*Exercise*. In full and exactly, reproduce the entries below, but omit the pictures.

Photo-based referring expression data
☆ ☆ ☆ ☆ ☆

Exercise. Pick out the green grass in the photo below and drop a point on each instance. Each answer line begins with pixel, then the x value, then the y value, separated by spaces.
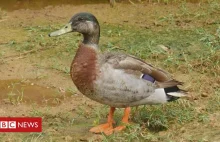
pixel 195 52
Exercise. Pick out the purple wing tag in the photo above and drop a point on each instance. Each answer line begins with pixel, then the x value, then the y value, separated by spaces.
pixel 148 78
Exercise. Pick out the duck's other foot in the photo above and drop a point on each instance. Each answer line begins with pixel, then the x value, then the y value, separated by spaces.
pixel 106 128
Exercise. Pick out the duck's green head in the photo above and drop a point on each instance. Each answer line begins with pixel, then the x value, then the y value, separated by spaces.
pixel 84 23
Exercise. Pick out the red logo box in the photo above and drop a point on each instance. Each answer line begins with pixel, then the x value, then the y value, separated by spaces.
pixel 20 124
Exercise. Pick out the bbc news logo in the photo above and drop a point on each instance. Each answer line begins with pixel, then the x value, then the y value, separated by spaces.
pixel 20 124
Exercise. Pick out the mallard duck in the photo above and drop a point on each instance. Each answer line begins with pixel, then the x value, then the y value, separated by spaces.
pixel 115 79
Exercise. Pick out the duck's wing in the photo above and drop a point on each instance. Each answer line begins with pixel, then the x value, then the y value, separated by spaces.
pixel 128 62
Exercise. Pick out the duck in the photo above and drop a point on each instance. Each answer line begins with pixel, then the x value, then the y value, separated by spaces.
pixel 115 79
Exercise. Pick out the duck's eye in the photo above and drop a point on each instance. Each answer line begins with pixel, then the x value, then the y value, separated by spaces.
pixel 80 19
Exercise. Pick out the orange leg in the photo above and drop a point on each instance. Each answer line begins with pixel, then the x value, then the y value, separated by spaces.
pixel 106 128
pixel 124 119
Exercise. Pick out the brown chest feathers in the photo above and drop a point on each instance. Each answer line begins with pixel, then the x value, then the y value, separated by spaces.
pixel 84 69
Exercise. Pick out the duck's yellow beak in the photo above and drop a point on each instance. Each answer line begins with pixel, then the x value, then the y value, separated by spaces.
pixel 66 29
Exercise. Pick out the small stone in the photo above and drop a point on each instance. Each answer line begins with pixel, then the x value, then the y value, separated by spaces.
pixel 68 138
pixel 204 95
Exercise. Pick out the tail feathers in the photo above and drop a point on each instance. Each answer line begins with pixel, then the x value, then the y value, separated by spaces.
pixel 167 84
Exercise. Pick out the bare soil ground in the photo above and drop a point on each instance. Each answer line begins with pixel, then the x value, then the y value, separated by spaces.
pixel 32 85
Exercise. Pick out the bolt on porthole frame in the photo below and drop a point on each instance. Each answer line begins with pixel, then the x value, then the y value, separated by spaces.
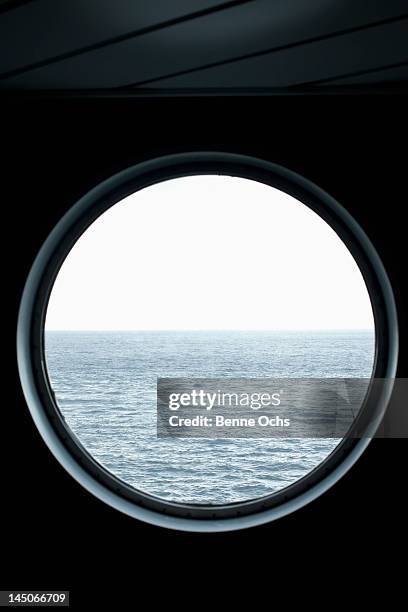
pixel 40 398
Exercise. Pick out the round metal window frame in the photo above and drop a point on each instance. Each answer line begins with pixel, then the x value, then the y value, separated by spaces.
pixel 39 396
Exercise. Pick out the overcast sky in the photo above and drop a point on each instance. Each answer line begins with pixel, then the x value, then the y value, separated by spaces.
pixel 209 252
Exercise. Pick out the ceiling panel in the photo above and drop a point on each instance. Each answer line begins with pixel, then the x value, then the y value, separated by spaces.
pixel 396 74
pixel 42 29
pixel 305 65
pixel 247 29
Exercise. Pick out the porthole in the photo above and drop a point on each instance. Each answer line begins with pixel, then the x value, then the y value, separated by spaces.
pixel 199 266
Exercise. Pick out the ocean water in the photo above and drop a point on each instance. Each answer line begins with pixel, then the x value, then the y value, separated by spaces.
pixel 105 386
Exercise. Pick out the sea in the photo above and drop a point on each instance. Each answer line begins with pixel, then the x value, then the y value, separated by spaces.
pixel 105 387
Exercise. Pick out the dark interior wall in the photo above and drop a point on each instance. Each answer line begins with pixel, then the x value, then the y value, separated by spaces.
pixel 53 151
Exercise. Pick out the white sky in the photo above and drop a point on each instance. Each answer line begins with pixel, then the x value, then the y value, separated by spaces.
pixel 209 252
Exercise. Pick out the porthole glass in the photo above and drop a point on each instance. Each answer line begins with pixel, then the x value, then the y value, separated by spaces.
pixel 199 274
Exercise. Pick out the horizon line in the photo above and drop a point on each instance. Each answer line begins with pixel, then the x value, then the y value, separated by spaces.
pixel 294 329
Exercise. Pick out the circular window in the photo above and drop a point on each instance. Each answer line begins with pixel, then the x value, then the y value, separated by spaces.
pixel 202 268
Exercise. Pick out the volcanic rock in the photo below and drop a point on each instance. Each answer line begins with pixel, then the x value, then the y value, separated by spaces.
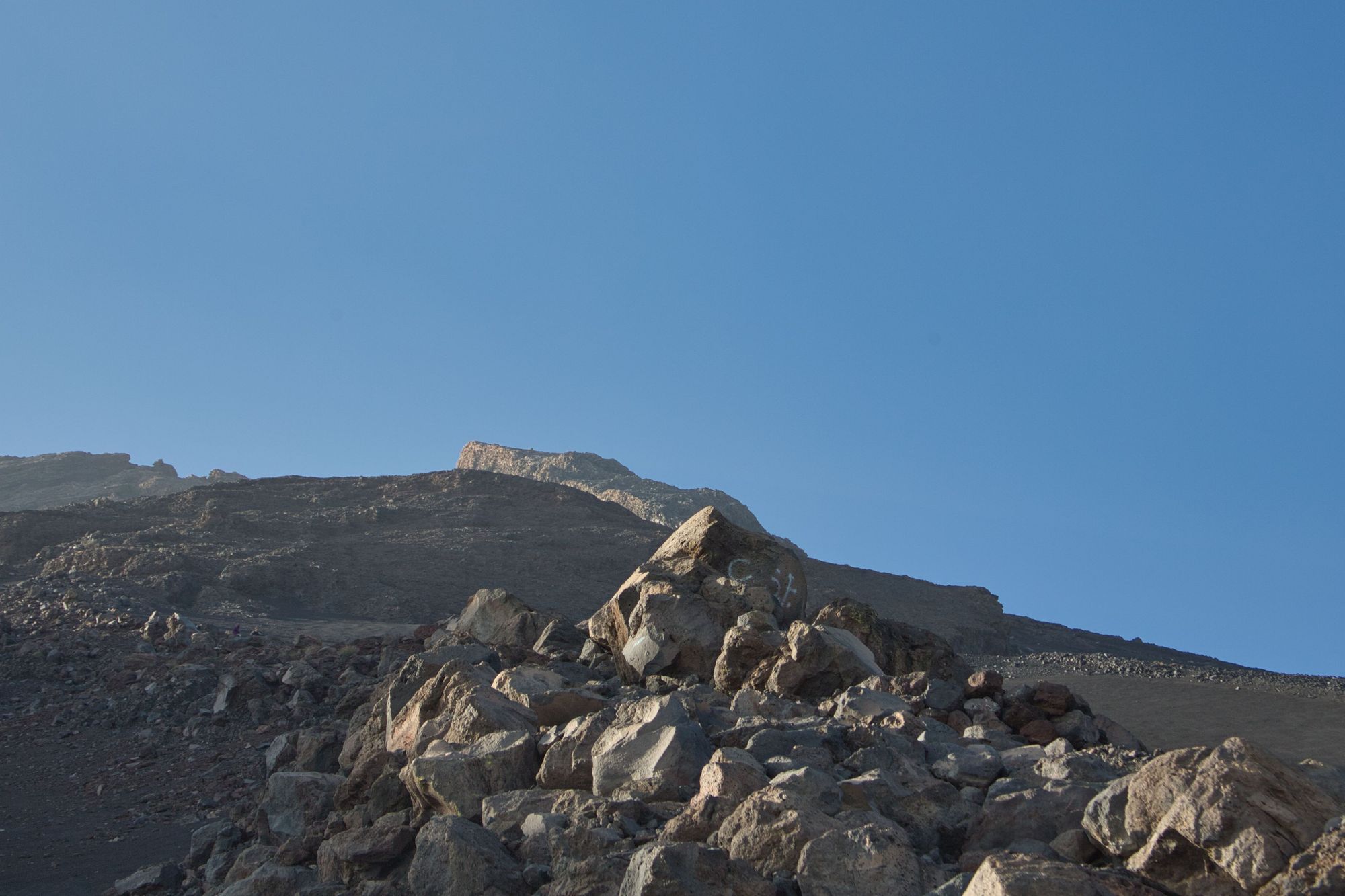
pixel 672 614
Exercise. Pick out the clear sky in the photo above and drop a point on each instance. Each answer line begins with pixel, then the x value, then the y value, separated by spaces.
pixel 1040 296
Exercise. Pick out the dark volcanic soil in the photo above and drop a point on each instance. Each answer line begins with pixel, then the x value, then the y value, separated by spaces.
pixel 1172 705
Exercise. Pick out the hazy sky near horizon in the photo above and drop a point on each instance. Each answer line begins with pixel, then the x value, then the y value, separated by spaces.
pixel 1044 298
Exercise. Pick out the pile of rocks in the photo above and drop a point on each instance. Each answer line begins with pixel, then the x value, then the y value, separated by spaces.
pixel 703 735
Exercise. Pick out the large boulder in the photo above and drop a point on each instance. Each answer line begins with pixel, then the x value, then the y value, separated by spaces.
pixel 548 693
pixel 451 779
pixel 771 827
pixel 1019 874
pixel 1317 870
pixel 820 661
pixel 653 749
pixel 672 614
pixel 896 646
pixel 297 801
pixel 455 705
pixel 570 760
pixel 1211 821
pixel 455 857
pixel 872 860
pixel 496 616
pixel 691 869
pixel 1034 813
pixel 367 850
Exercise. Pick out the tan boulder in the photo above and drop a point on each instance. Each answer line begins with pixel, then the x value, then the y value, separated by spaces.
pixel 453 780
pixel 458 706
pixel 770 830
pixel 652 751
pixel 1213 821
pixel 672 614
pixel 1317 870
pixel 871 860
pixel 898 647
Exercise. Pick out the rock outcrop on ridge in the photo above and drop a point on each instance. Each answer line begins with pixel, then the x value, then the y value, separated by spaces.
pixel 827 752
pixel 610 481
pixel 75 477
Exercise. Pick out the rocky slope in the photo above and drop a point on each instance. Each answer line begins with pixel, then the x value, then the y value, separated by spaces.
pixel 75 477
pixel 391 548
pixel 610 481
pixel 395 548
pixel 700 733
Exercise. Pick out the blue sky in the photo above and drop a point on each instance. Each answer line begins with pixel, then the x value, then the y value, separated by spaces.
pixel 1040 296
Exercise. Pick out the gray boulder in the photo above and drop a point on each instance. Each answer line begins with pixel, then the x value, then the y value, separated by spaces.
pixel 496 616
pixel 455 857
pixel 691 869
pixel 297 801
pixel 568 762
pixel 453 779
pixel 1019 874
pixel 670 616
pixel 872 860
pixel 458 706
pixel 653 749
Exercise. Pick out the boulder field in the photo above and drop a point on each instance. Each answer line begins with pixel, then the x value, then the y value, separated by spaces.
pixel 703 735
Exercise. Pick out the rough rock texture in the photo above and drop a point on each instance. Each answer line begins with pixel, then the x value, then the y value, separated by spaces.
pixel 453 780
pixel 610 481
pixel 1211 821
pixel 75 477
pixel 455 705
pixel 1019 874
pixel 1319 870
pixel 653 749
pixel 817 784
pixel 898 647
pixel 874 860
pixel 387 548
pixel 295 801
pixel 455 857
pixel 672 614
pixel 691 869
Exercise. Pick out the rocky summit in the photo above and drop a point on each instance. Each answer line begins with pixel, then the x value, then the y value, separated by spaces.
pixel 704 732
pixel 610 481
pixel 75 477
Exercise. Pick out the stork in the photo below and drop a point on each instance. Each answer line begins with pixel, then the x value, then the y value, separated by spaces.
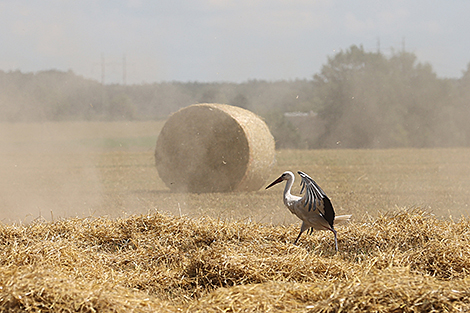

☆ ☆ ☆ ☆ ☆

*Response area*.
Exercise. Pick out the green grass in the photo below and drop a point on each instance. Each answer line begins with pixel, then the x value, then the y value, separated by spaces.
pixel 195 52
Exercise. Pick out the purple wing tag in the photo above and drop a point on each instance. Each answer line begins with pixel, then the x value, then the y value, separated by spaces.
pixel 148 78
Exercise. Pick out the duck's other foot in the photo above and drop a point on each instance. Each answer line begins with pixel, then the x value, then the y value, separated by spaces.
pixel 106 128
Exercise. Pick out the duck's green head in the photo above and drop a point on each instance. Each answer line begins with pixel, then the x value, then the y value, separated by spaces.
pixel 84 23
Exercise. Pick out the red logo box in the photo above and drop a point on each instance. Each answer line begins with pixel, then the x value, then the y value, separated by spaces.
pixel 20 124
Exercise. Pick out the bbc news logo in the photo above and drop a point on each instance. Each answer line begins with pixel, then the x value, then the y value, separated by spaces.
pixel 20 124
Exercise. Pick out the mallard duck in the photo above and drop a point on each instance. Each answer line begins with pixel, then the x value, then the y value, separated by spaces.
pixel 115 79
Exercise. Pick out the duck's wing in the photo above and drop a point on each instance. Each answer line begins with pixel, then the x value, then the y value, separated by spaces.
pixel 128 62
Exercise. Pick out the duck in the photo above and drop a point on each instance. Each answer line begins with pixel, then the x value, then the y value, separated by spaces.
pixel 115 79
Exercise. Pick out the duck's eye in the photo above and drop a point on each instance. Each answer line begins with pixel, then the x value, then the y value, separated by spaces.
pixel 80 19
Exercise. Pick out the orange leg in the photo above and drop a point on each instance. Each answer line begins with pixel, then the x value, then the y value, separated by spaces.
pixel 106 128
pixel 124 119
Exercise. Pick out the brown chest feathers in the photo above and drop a point on each instance. Each answer line begins with pixel, then the x value, then the y value, separated by spaces.
pixel 84 69
Exercise. Pick out the duck's yellow beak in the photo above and drop a point on each instance. Each answer line begins with pixel, then the x value, then the y value, separated by spaces.
pixel 66 29
Exercise. Pick out the small stone in the photo above and drop a point on each instance. Each answer line begins with pixel, then the x value, then the y value, separated by spaces.
pixel 68 138
pixel 204 95
Exercise. Pick out the tail feathers in the photo above and drop a point on each instance. Each answer line begins with pixel, then the x value, then the y value, separated by spaces.
pixel 167 84
Exercise. Pick out the bare soil ground in the photo above and drop a point on each instance. Each answer line begins with pixel, then the x value, then the y value, separated by spaces.
pixel 32 85
Exercise. Pick out the bolt on porthole frame in the photo below and drop a point on each instance. Each answer line begins with pixel, then the x value, then the y value, separated by spaces.
pixel 40 398
Exercise. Pick out the round metal window frame in the photo above and drop a point on each instance. Each answer line begins with pixel, then the x value, then the y value, separated by spaces.
pixel 39 396
Exercise. Pick out the overcast sky in the photo above and drop a point on each instance. Each answer line begins with pixel, then the x value, then the y value, separated by spaces.
pixel 209 252
Exercise. Pick out the ceiling panel in the photo above and drop a point on each instance. Each answer line begins with pixel, then the x value, then the y value, separated by spaces.
pixel 396 74
pixel 42 29
pixel 305 65
pixel 247 29
Exercise. Pick out the porthole in the photo above and drop a point on each instance. Each answer line begins with pixel, then the x value, then the y value, separated by spaces.
pixel 199 266
Exercise. Pick out the ocean water in the photo above and drop a point on each instance. Each answer line begins with pixel, then the x value, then the y value, separated by spaces.
pixel 105 386
Exercise. Pick out the sea in the photo above and drop a point on each instance. Each answer line begins with pixel, then the x value, then the y value, separated by spaces.
pixel 105 387
Exercise. Pick out the dark interior wall in the photo above and drop a point on each instance. Each answer line begins with pixel, then the x value, then the y value, separated by spaces.
pixel 53 151
Exercise. Pick out the white sky in the photo above and drop a point on each instance. Each answer line begins with pixel, then the x value, then the y value, separated by spaces.
pixel 209 252
Exercise. Pick out the porthole glass in the photo above and drop a point on each instance. Each answer line begins with pixel, then the x value, then the y value, separated by spaces.
pixel 199 274
Exercise. Pick out the horizon line in the photo above and drop a point on each instance. Each answer line begins with pixel, then the x value, then the y value, separated by spaces.
pixel 294 329
Exercise. Pick out the circular window in the photo above and drop a point on each instance. Each answer line begins with pixel, then the x value, then the y value, separated by spaces.
pixel 202 268
Exercise. Pick out the volcanic rock in the photo below and drop a point on each instance. Each answer line begins with pixel, then the x value, then the y value, separated by spaces.
pixel 672 614
Exercise. Pick out the clear sky in the photo above and drop a point on each instance. Each answer line begins with pixel, then the x value, then the y value, separated by spaces.
pixel 1040 296
Exercise. Pick out the dark volcanic soil in the photo above and drop a point on each instance. Each answer line begins with pixel, then the x value, then the y value, separated by spaces.
pixel 1172 705
Exercise. Pick out the hazy sky near horizon in the photo above and drop a point on each instance. Each answer line begins with pixel, then the x value, then the y value, separated by spaces.
pixel 1044 298
Exercise. Pick out the pile of rocks in the photo above and drop a point on each instance. Each answer line begins with pixel, then the x value, then the y value, separated by spaces.
pixel 703 735
Exercise. Pick out the large boulder in the photo above and drop a point on each instance. Each answer line begins with pixel, then the x value, then the y value, separated by spaces.
pixel 548 693
pixel 451 779
pixel 771 827
pixel 1019 874
pixel 1317 870
pixel 820 661
pixel 653 749
pixel 672 614
pixel 896 646
pixel 297 801
pixel 455 705
pixel 570 760
pixel 1211 821
pixel 455 857
pixel 872 860
pixel 496 616
pixel 691 869
pixel 1034 813
pixel 367 850
Exercise. Pick out the tan boulder in the photo above and drop a point on each instance. Each answer line begins with pixel, then the x value, then the y value, separated by spaces.
pixel 453 780
pixel 458 706
pixel 770 830
pixel 652 751
pixel 1213 821
pixel 672 614
pixel 1317 870
pixel 871 860
pixel 898 647
Exercise. Pick out the rock outcrop on ridge in the photo above and drop a point on each instance. Each answer line begins with pixel, then the x value, then the y value, separated by spaces.
pixel 827 752
pixel 610 481
pixel 75 477
Exercise. Pick out the rocky slope in the photo above and drop a point on each instance. Each answer line begins with pixel, then the x value, then the y value, separated by spaces.
pixel 75 477
pixel 391 548
pixel 610 481
pixel 395 548
pixel 700 733
Exercise. Pick out the blue sky in the photo above and drop a point on each instance. Each answer line begins with pixel, then the x value, then the y value, separated by spaces.
pixel 1040 296
Exercise. Pick out the gray boulder in the photo above and drop a point on each instance. Each answer line begins with pixel, then the x value, then the y value, separated by spaces.
pixel 496 616
pixel 455 857
pixel 691 869
pixel 297 801
pixel 568 762
pixel 453 779
pixel 1019 874
pixel 670 616
pixel 872 860
pixel 458 706
pixel 653 749
Exercise. Pick out the boulder field in the photo above and drop a point on each instance. Each answer line begins with pixel, then the x value, then the y value, separated by spaces.
pixel 703 735
Exercise. Pick out the rough rock texture in the photo above and drop a point on each instance. Each answer line begins with pixel, then the x value, then the y value, separated by spaces.
pixel 453 780
pixel 610 481
pixel 1211 821
pixel 75 477
pixel 455 705
pixel 1019 874
pixel 1319 870
pixel 653 749
pixel 817 784
pixel 898 647
pixel 874 860
pixel 387 548
pixel 295 801
pixel 455 857
pixel 672 614
pixel 691 869
Exercise. Pick out the rocky summit in the photo above and drop a point on each instance. Each answer line begins with pixel, then the x value, then the y value, separated by spaces.
pixel 704 732
pixel 610 481
pixel 75 477
Exercise. Pick out the stork in the photo below and drop a point on each instance. Each answer line begins with pixel, then the x value, then the y value, separated by spaces.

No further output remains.